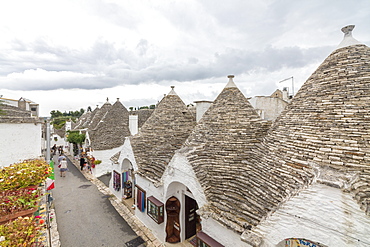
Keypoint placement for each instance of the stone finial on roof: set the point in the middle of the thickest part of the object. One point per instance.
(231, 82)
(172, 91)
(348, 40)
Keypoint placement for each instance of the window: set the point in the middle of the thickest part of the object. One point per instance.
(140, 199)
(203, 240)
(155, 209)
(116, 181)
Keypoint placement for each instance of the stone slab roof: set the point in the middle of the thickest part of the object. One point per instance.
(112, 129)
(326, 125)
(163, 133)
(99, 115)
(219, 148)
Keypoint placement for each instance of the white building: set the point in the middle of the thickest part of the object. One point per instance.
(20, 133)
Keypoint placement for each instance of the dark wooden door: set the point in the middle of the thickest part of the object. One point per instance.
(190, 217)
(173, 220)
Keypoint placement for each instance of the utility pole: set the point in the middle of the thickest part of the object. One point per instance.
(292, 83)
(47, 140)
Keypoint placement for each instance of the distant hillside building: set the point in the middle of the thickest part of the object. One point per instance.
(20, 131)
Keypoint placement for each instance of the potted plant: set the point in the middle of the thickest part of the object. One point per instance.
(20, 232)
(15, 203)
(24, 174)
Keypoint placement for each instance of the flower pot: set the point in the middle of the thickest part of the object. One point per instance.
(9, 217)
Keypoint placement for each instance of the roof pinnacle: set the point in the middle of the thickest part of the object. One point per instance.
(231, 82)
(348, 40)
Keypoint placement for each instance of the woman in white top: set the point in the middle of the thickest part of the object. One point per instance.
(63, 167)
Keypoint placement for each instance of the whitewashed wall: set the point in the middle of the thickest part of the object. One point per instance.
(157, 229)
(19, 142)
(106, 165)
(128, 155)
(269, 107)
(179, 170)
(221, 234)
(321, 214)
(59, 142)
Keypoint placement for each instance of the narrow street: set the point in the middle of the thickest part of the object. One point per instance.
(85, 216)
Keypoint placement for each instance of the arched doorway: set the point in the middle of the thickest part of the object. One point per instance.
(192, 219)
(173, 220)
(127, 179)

==

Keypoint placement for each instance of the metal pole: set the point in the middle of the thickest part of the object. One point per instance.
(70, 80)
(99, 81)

...

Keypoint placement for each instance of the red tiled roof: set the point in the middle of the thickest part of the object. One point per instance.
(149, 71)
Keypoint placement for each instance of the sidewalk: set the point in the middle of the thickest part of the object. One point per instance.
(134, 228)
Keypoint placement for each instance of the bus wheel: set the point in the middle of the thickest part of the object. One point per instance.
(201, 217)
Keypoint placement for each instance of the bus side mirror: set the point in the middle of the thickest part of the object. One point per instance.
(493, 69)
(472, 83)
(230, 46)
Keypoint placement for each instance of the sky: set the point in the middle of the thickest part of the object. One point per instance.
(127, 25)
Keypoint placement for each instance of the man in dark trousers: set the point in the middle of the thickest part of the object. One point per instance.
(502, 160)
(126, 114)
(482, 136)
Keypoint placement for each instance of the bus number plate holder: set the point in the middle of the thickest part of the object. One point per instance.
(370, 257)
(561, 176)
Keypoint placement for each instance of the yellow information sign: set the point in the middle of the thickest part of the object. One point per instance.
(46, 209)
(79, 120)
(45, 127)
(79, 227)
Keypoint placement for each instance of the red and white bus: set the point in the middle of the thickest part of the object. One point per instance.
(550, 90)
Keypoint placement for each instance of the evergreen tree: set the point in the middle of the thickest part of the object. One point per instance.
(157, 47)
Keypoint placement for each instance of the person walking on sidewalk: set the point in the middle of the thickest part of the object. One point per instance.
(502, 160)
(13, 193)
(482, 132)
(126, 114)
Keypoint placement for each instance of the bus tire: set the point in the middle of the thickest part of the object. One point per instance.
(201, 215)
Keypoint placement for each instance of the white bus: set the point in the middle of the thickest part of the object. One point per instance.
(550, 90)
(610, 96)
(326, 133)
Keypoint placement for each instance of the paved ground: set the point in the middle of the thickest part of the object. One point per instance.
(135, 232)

TASK STATEMENT >> Pull out each line of the rows above that contains the word "stone", copying every such line in full.

ANSWER TO THIS PROBLEM >>
Keypoint placement for each instance of the stone finial on roof: set the point in the middle of the thickest part of the object. One point per instance.
Keypoint placement for each instance of the stone slab roof: set the point in the middle of the thickest part of the object. One point per instance.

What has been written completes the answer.